_EXERCISE AIM_: Find "Target: gray fur" in the material below and restate exactly the line holding it together with every line that comes after.

_RECORDS SHOWN_:
----
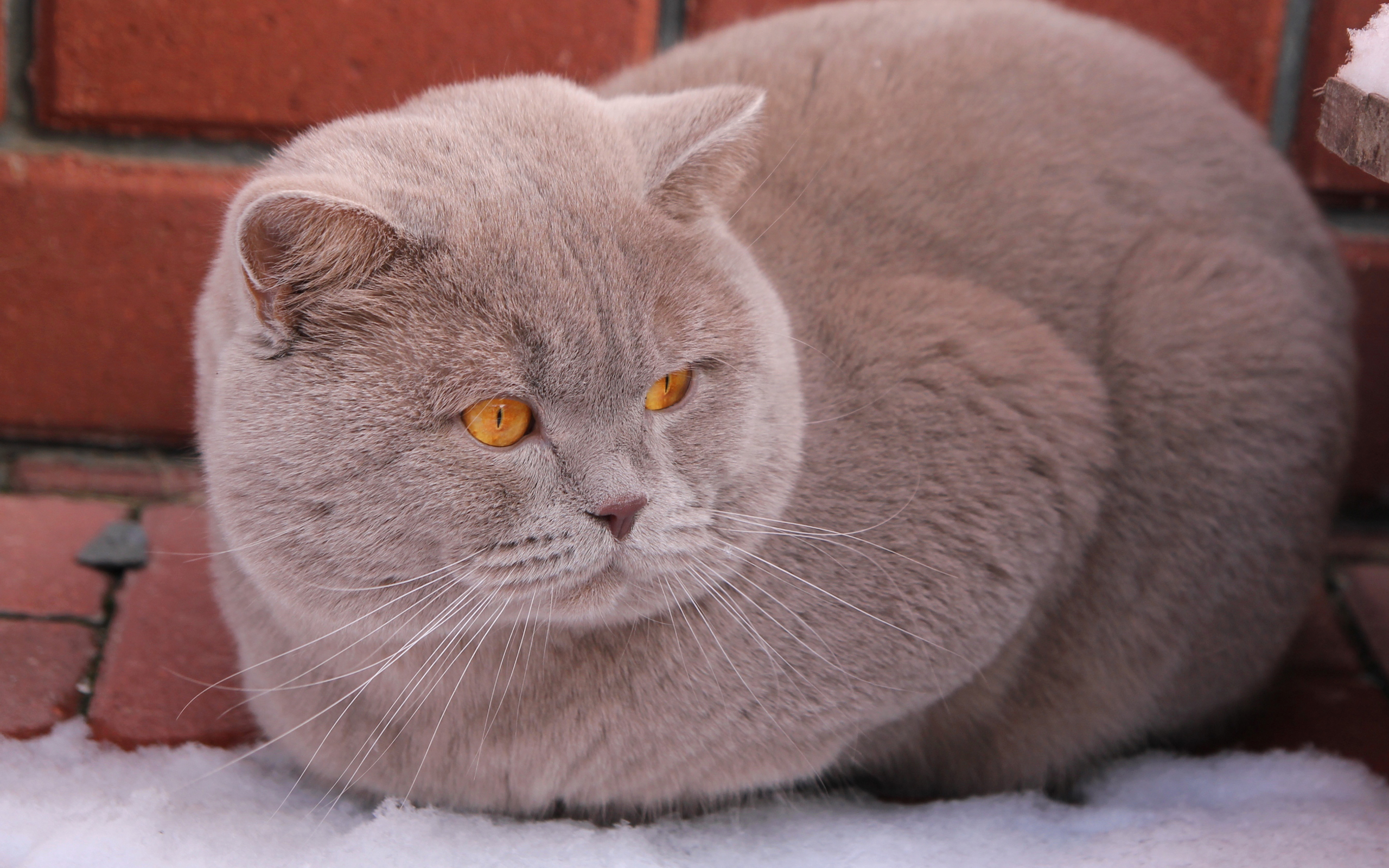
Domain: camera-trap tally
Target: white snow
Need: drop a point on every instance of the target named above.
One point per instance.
(66, 800)
(1368, 65)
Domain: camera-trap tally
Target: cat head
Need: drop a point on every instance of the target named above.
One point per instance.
(495, 355)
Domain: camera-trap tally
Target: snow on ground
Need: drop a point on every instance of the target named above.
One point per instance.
(66, 800)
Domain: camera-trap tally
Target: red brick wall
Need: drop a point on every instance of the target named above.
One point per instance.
(102, 254)
(264, 68)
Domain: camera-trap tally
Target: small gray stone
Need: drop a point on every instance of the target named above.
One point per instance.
(122, 545)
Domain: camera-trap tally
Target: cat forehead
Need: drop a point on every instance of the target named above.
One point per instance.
(475, 152)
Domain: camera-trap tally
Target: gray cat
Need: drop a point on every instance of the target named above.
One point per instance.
(935, 396)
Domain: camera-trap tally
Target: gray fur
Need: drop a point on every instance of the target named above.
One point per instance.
(1021, 398)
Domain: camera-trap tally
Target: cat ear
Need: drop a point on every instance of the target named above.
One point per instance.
(294, 245)
(695, 143)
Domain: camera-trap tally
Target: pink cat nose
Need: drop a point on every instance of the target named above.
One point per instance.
(621, 514)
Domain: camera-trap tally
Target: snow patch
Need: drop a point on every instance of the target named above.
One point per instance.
(1368, 65)
(67, 802)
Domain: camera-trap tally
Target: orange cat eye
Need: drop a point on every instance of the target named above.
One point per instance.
(668, 391)
(498, 421)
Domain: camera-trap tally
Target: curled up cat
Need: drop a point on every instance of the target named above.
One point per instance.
(938, 398)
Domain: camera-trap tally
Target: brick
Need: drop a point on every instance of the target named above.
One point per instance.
(1360, 545)
(264, 68)
(1320, 646)
(1367, 260)
(102, 264)
(1367, 593)
(1321, 698)
(41, 666)
(1341, 714)
(1327, 48)
(148, 478)
(167, 642)
(39, 539)
(1235, 42)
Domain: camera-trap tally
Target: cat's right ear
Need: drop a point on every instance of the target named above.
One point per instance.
(296, 245)
(695, 143)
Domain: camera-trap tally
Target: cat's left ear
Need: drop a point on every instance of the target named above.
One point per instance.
(695, 143)
(296, 245)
----
_ANSWER SECTION_:
Target: gray fur
Need: drop a point on every instance of the target named above.
One point per instance.
(1021, 398)
Domain: camera-trap tally
Target: cat ear
Need: drop a point on every instance of the target named above.
One point per instance.
(294, 245)
(695, 143)
Domain: camera-trap tally
Target: pink cat nose
Need: drop a point on every instance of the target named above.
One point per instance.
(621, 514)
Domain: camera-trap tally
Target: snow patch
Need: drop a point on every instance of the target named above.
One point per instance.
(1368, 65)
(67, 802)
Domain: camera-trap tally
Target: orange cat eye
Need: drop a point on every instance of the target named above.
One point per instance.
(668, 391)
(498, 421)
Domain: camera-trap tally
Target: curled up cat
Need: drop a point on every instance of the target named above.
One point per instance.
(938, 398)
Domain: camera-trap tally
Target: brick
Need: drop a point on every instance of the target named above.
One point per instance.
(1360, 545)
(264, 68)
(1320, 646)
(1367, 260)
(102, 264)
(1367, 593)
(1321, 698)
(41, 666)
(1341, 714)
(1327, 48)
(148, 478)
(167, 642)
(39, 539)
(1235, 42)
Domain: camera-trap tally
Target: cat's right ear
Need: drop a point on every instance of the target named above.
One point per instance.
(296, 245)
(695, 143)
Domain: camera-trap tally
Target: cat's left ear
Need: drop a point on every instance of the target named above.
One point per instance.
(695, 143)
(296, 245)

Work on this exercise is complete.